THE TASK: Retype every entry word for word.

RECORDS PROVIDED:
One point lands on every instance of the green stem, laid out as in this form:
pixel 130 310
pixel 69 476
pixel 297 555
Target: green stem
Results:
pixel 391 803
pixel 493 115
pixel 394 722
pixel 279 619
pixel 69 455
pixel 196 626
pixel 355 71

RESPONSE TO THE EXERCISE:
One point lands on every instance of the green stem, laid out as in this form:
pixel 130 310
pixel 69 476
pixel 297 555
Target: green stem
Results:
pixel 391 803
pixel 493 115
pixel 394 722
pixel 279 619
pixel 69 455
pixel 196 626
pixel 355 71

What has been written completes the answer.